BEGIN
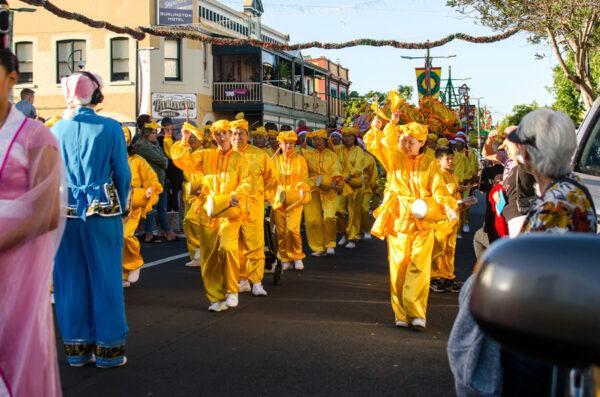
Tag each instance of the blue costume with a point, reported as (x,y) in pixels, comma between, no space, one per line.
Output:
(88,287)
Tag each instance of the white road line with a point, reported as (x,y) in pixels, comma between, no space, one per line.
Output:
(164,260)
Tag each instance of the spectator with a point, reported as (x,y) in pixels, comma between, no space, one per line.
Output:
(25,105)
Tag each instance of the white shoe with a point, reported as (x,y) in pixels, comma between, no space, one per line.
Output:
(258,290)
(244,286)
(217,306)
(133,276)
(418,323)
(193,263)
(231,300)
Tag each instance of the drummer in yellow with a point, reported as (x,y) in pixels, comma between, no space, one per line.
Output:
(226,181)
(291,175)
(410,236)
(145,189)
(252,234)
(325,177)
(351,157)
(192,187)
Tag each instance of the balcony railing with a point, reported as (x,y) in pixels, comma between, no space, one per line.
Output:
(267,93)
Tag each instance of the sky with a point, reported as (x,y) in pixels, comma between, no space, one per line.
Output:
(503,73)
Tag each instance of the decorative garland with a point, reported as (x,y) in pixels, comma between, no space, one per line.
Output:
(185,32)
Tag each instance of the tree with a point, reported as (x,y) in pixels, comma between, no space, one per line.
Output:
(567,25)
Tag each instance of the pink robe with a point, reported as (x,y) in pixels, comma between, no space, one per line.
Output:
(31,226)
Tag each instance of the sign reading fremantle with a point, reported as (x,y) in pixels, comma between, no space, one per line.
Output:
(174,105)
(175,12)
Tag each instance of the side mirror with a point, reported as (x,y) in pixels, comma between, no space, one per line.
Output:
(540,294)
END
### Work order
Please print all the entries exactly as written, but drop the pictures.

### Exercise output
Tag each instance of the blue costume with a point, reported as (x,y) in pixels, comma between, no space, one per line.
Output:
(88,287)
Tag each instance of the white road line with a point, reported as (x,y) in pixels, comma between, no space, one per line.
Output:
(164,260)
Tag each instance of the spectator with a point, reported as (x,y) in pixels, comma between, no space, one per line.
Output:
(25,105)
Tag each instance of the white shoe with a point, reported as (x,y) in pixels, comma between, no space, one per line.
Output:
(258,290)
(244,286)
(217,306)
(133,276)
(418,323)
(193,263)
(231,300)
Tag each instance of the drummer in yellow with a point, reported as (x,y) in pixels, comma between, no space, one per line.
Output:
(226,181)
(291,175)
(410,236)
(145,189)
(252,234)
(325,177)
(351,157)
(192,187)
Tag each instance of the balcony railing with a point, reported as (x,y) in pixels, comma between, no space, one per line.
Output:
(267,93)
Tag each instance of the sky with a point, reported as (x,y) in pixels, comma between, no space, one per line.
Output:
(503,73)
Tag each instance of the decorative garland with a point, reported as (x,y) in pixels, comma between, no space, one per line.
Output:
(185,32)
Tag each instance of the tree with a point, reported as (x,y) in pixels, comma between, no space, one per line.
Output:
(567,25)
Tag each instance of the pink robe with a point, reported as (x,y) in pixels, comma between, no space, one per line.
Output:
(31,226)
Tag each instance of the sign reading fremantle with a point, reported as (x,y) in pixels, comma between, no space, one per line.
Output:
(174,105)
(175,12)
Tag each instance of the side mirror with a point, reported as (x,y) in pixels, comma between, no space, one per line.
Output:
(540,294)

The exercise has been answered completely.